> **Exercise requirements**:
• A. Reproduce the passage of the facebook essay verbatim, starting at "Like many of" and continuing up to and including "decision, fire me?".
• B. Rewrite all of the records with "identify" replaced by "locate" wherever it occurs and everything else left unchanged. Leave the pictures out.

> **Excerpted text**:
[Begin]

One of my minds many backburners has been simmering away for months at the idea of quitting facebook. Sure, I could have better used that backburner on some research question which would improve the grade quality of my degree, but we can’t be all work.
I haven’t been methodical, weighing pros and cons, or categorising the things I have read when I look at the broader implications of a facebook universe. To be completely honest, I had a gut instinct long ago telling me to escape from this particular digital moebius strip, and have waffled because my realtime, actual, face-to-face social network is so miniscule, that what the devil offers seems like a good compromise.
Like many of life’s bigger decisions, after prolonged reflection, calculated deliberation and an adequate weighing of the facts, I reneged on making a decision, I prorogued my personal government, I acted as though not deciding was not a decision in itself. I am not an elected official in my own personal kingdom, and yet I often treat controversial decisions as though I were. Seriously, what am I going to do in the face of a poor decision, fire me?
My understanding is that facebook has hundreds of millions of users. I'm sure there is wide variation in how their usage breaks down. Some use it as a convenient message board, some escape and procrastinate through thousands of mindless applications(which exist mostly to capture information –it’s called data mining), some invest exorbitant energy into constructing their online identities and work hard to ensure lots of activity on their page. Some users , like wallflowers of yore, watch the world around them, except with profoundly far reaching abilities—not necessarily stalkers or spies, just a casual ability to view virtual approximations of events in a sort of world very separate from themselves..
All of us, to one degree or another enjoy strange new social properties unheard of in human history. We watch the daily unfolding of life in statuses and comments and links for a brief acquaintance we made decades earlier who we haven’t seen, in years, nor will we ever see again who lives on another continent, and who maybe we have no direct communication with beyond that initial decision to click yes to a friendship request. And, with the esoteric nature of what is private and what is not, we may end up exploring the photos and lists and profiles of friends of friends of friends(and think about how tenuous the link of “friend” is in the first place).
Compare this to a few years ago. You are walking down the street in some city you live in, or are visiting. Across the street, you recognise someone, vaguely . What did you do in this situation versus what do you do now in a facebook universe? Let’s assume the person you recognise isn’t some loathed ex romantic interest, or some other enemy(though people often add these to their friends lists--combining the distant safety of online relations with the desire to promote networks). Let’s say the person across the street is simply someone who was once a neighbour, a classmate, a co-worker. Someone who you knew by first name, even if you were never even full acquaintances, let alone friends—just someone you were aware of. In the analog days of physical interaction, you might have ignored them, even avoided eye contact, because you were too busy to stop for a minutes empty chat, or you might have stopped and said hi, and exchanged a few honest pleasantries. And that would be it.

[End]

> **Record excerpts**:
[Begin]

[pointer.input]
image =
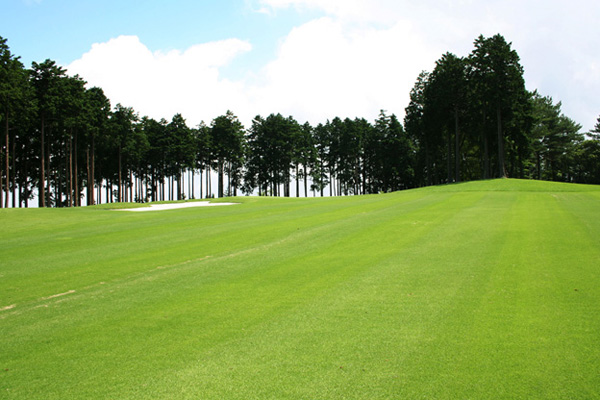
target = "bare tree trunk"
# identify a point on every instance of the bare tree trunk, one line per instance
(70, 192)
(77, 197)
(456, 148)
(501, 169)
(41, 187)
(7, 162)
(14, 174)
(120, 183)
(297, 182)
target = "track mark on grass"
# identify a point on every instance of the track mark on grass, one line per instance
(8, 307)
(58, 295)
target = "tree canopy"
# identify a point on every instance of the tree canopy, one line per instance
(469, 118)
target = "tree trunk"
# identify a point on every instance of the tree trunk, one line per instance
(70, 191)
(456, 148)
(120, 183)
(41, 187)
(449, 157)
(501, 169)
(7, 162)
(220, 183)
(14, 174)
(76, 172)
(93, 170)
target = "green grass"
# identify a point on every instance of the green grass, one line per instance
(470, 291)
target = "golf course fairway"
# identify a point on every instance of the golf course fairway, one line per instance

[End]

> **Solution list**:
• A.
Like many of life’s bigger decisions, after prolonged reflection, calculated deliberation and an adequate weighing of the facts, I reneged on making a decision, I prorogued my personal government, I acted as though not deciding was not a decision in itself. I am not an elected official in my own personal kingdom, and yet I often treat controversial decisions as though I were. Seriously, what am I going to do in the face of a poor decision, fire me?

• B.
[pointer.input]
image =
target = "bare tree trunk"
# locate a point on every instance of the bare tree trunk, one line per instance
(70, 192)
(77, 197)
(456, 148)
(501, 169)
(41, 187)
(7, 162)
(14, 174)
(120, 183)
(297, 182)
target = "track mark on grass"
# locate a point on every instance of the track mark on grass, one line per instance
(8, 307)
(58, 295)
target = "tree canopy"
# locate a point on every instance of the tree canopy, one line per instance
(469, 118)
target = "tree trunk"
# locate a point on every instance of the tree trunk, one line per instance
(70, 191)
(456, 148)
(120, 183)
(41, 187)
(449, 157)
(501, 169)
(7, 162)
(220, 183)
(14, 174)
(76, 172)
(93, 170)
target = "green grass"
# locate a point on every instance of the green grass, one line per instance
(470, 291)
target = "golf course fairway"
# locate a point on every instance of the golf course fairway, one line per instance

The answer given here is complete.